In full and without deviation, write out the entries that follow.

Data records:
*-*-*
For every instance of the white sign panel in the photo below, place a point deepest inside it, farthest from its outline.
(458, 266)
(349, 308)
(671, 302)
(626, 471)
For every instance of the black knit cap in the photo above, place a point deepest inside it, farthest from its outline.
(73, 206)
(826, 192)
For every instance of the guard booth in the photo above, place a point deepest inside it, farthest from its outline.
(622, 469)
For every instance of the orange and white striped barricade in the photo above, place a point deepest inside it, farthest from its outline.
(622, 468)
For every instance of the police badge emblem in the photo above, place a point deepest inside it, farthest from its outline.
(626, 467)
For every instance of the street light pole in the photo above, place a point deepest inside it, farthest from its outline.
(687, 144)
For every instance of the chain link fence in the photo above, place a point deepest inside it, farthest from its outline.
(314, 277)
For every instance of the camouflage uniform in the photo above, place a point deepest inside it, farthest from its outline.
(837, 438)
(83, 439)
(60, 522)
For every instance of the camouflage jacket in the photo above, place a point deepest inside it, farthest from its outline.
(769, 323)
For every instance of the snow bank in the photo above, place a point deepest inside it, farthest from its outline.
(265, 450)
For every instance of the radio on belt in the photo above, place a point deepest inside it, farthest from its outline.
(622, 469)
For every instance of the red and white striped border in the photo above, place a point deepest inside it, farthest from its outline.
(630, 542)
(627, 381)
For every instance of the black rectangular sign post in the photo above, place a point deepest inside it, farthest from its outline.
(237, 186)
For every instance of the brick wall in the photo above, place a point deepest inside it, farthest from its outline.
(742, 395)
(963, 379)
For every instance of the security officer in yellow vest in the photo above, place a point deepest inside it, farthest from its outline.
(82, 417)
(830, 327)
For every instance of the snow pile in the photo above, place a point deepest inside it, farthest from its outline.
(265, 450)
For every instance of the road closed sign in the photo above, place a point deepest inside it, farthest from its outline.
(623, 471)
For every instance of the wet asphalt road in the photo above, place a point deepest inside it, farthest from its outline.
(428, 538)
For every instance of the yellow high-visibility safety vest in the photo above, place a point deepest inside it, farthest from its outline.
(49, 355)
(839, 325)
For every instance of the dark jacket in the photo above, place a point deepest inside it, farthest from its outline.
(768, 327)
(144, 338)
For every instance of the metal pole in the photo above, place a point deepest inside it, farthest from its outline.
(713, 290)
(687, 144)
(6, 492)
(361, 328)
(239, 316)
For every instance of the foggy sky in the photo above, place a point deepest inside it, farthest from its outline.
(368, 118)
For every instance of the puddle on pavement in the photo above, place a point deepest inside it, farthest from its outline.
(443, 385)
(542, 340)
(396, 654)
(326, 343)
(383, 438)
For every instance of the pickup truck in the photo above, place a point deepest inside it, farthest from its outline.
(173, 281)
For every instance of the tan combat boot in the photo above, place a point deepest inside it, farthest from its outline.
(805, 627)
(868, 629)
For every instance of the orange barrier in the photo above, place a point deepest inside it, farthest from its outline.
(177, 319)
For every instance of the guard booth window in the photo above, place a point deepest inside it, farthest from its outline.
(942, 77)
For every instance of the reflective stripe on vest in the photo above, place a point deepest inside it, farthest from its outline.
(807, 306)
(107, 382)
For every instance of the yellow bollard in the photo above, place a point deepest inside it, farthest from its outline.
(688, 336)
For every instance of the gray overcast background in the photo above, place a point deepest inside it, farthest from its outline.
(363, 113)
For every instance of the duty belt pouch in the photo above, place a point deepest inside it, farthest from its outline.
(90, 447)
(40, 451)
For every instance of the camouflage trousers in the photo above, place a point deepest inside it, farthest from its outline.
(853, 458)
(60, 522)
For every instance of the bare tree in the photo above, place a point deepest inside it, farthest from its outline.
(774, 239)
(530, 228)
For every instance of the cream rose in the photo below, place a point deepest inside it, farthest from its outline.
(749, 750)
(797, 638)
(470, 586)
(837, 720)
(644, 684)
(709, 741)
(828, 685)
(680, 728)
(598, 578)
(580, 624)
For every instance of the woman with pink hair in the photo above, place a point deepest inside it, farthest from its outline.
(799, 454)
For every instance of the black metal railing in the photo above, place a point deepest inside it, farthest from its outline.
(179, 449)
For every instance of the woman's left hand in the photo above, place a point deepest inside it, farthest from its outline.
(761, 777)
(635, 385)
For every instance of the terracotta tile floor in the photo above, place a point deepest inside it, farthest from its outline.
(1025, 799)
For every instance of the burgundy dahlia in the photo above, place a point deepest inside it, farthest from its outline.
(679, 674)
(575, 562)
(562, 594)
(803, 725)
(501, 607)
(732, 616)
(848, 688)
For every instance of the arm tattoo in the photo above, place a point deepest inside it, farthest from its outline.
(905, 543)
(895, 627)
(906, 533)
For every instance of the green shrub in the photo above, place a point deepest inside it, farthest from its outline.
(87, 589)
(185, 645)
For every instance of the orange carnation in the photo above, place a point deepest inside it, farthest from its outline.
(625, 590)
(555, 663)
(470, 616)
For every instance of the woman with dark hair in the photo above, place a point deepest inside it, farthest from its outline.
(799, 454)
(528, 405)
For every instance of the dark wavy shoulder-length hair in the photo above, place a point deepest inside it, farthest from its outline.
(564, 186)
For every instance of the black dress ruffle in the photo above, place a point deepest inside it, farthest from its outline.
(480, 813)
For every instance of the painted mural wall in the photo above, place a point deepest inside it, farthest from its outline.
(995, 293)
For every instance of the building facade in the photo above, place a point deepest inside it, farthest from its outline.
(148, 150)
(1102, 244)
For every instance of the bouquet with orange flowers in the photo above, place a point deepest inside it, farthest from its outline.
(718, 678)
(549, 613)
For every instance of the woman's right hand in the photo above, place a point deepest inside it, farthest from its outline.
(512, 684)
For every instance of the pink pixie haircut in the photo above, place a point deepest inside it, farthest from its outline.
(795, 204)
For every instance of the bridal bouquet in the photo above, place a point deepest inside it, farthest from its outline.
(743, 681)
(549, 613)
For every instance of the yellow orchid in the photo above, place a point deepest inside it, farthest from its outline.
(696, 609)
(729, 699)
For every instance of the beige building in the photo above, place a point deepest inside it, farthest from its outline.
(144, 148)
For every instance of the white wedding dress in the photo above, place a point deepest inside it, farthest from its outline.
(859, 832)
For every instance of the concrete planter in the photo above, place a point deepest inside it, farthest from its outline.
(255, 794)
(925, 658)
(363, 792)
*-*-*
Solution:
For every instance of the white sign panel in the photo below, place a point deepest inside it, farthest from its outline.
(458, 266)
(349, 308)
(671, 302)
(626, 471)
For every instance of the black knit cap in the photo above, place a point deepest inside it, farthest from its outline.
(73, 206)
(826, 192)
For every instance of the guard booth in the photo above, place a point deepest inside it, farthest from its outline.
(622, 469)
For every instance of the orange and white striped barricade in the photo above, place a point deepest inside it, farthest from its outline.
(622, 468)
For every instance of the police badge emblem in the photo above, place a point deepest inside it, farthest from its outline.
(626, 467)
For every instance of the street light pole in the photo above, place a point deepest inside it, farthest from its outline.
(687, 144)
For every instance of the chain link fence in the photo above, place a point deepest inside it, farthest from its outline.
(314, 277)
For every instance of the camouflage uniform in the photo above, place a point deepest inside it, farthest from its outline.
(837, 438)
(83, 439)
(60, 522)
For every instance of the camouflage jacket in the photo above, place a point deepest inside it, farthest from its outline.
(769, 323)
For every instance of the snow bank in the photo above, place a point deepest inside it, farthest from its outline.
(265, 450)
For every instance of the radio on belt in the photo above, place a point deepest inside it, farthest from its outline.
(622, 469)
For every instance of the red and white striped border in the photo above, place a point deepest inside it, farthest from its outline.
(630, 542)
(627, 381)
For every instance of the black rectangular sign post in the photo above, place a point deepest inside it, farthest from its outline.
(237, 186)
For every instance of the brick wall in the photo above, place a point deepest inside it, farthest from its outline.
(742, 395)
(963, 379)
For every instance of the security officer in yellow vest in the photo above, place a point deepest inside it, farthest from its outline.
(82, 417)
(830, 327)
For every instance of the snow pile in the photo above, place a point deepest inside it, farthest from its outline.
(265, 450)
For every instance of the road closed sign in the photo above, place a point deepest inside it, farthest from its outline.
(623, 471)
For every instance of the wet asphalt road in the photo above, place a point deepest inside it, farthest from its outline.
(428, 538)
For every instance of the yellow high-visibility safety vest in the photo above, place a point deepest inside it, farthest from its outline.
(49, 355)
(839, 325)
For every instance of the dark jacket in the photo above, place a point deepest inside it, farthest from its outline.
(768, 327)
(144, 338)
For every instance of the metal pole in the photo above, place a point deepest inside it, farthest from its outline.
(713, 290)
(687, 144)
(6, 492)
(361, 328)
(239, 316)
For every instance of the foggy sky in the photo above, place a point deepest inside it, farthest from its outline.
(368, 118)
For every instance of the puddle on pavement in the photo above, place a point deepest inside it, farthest from its outline.
(443, 385)
(542, 340)
(396, 654)
(326, 343)
(383, 438)
For every instance of the pickup truck in the photo above, place a point deepest inside it, farthest from its outline.
(173, 281)
For every instance of the tan combat boot in the photo above, place a point deepest inside it, farthest from its outline.
(805, 627)
(868, 629)
For every instance of the orange barrier in the photo above, place a point deepest inside it, farthest from its outline.
(177, 319)
For every instance of the guard booth window in the photo above, place a point deepest inside it, farthest from its outline.
(942, 77)
For every instance of the reflective stripe on vest in the photo above, place a point deepest inside it, farthest from its outline.
(807, 306)
(107, 382)
For every instance of the yellow bollard in the photo above, place a point deepest inside it, farthest from its outline.
(688, 336)
For every instance of the gray overcast background in the photo above, place a point deepest inside it, farthest from its outline.
(363, 113)
For every instance of the duty belt pouch in the photo above, place a point deepest inside it, farthest from its outline.
(90, 447)
(40, 451)
For every instance of the camouflage trousers in the photo above, place a point deepest inside it, farthest from its outline.
(853, 458)
(60, 522)
For every instance of the bare tree in the photo above, place a point deepest inside it, farthest from its outline.
(774, 239)
(530, 228)
For every instance of the cream rose in the photo below, place a point deepest inside it, farthest from its outline.
(749, 750)
(797, 638)
(470, 586)
(837, 720)
(644, 684)
(709, 741)
(828, 685)
(680, 728)
(598, 578)
(580, 624)
For every instance of the woman with pink hair in the photo above, place a point deepest inside it, farthest from its outline.
(799, 454)
For every instance of the black metal railing in the photo above, place a point deepest inside it, farthest from its outline.
(179, 449)
For every instance of the woman's left hand in the photo above, place a point deepest inside it, farthest from its outline.
(761, 777)
(635, 385)
For every instance of the terracotta tile floor in the photo above, place a point deepest inside it, farthest from its outline.
(1025, 799)
For every instance of the burgundy dahlia in the photo above, place a point deepest inside it, farthest from its outline.
(679, 674)
(575, 562)
(562, 594)
(803, 725)
(501, 607)
(732, 616)
(848, 688)
For every instance of the arm tattoo in the photo above, place a point deepest inside it, farthest from its outline.
(905, 543)
(895, 627)
(906, 533)
For every instance of the green shrub in the photo above, place a point deepest inside it, farthest from its outline.
(87, 589)
(185, 645)
For every instance of the orange carnation in the photo above, place a point deepest inside it, farthest from its outline.
(625, 590)
(555, 663)
(470, 616)
For every instance of the woman with dark hair in the photo above, place a point deepest inside it, farthest from its outline.
(799, 454)
(528, 405)
For every instance of the dark wavy shoulder-length hair in the photo above, place a point deepest inside it, farthest from its outline.
(564, 186)
For every instance of the black dress ruffle in the photo above, place a point deepest inside it, farthest from its outline.
(480, 813)
For every instance of the painted mural wall in the photo above, place a point deepest inside it, farthest from its outline.
(995, 293)
For every instance of the building facade in the photo above, place a point deepest inside it, farthest from its outline.
(148, 150)
(1102, 244)
For every instance of the bouquet with orange flowers in the photo above, place a point deepest inside it, farthest from its outline.
(718, 678)
(549, 613)
For every instance of the woman's right hand in the photo above, place a point deepest inside it, farthest from its outline.
(512, 684)
For every instance of the pink pixie haircut in the photo above, place a point deepest inside it, farthest from its outline.
(795, 204)
For every instance of the bridal bouquet in the photo above, place a point deepest inside it, farthest from its outline.
(743, 681)
(549, 613)
For every instance of the yellow orchid in the photo above, place a point deepest inside it, farthest from its outline.
(696, 609)
(729, 699)
For every instance of the beige building in the photo above, place a point deepest inside it, farthest from its outline.
(144, 148)
For every instance of the white wedding dress in the photo above, place a point deepest inside it, farthest from its outline.
(859, 832)
For every instance of the concrete planter in the photo above, place a point deepest inside it, farthest from its outline.
(255, 794)
(925, 658)
(363, 792)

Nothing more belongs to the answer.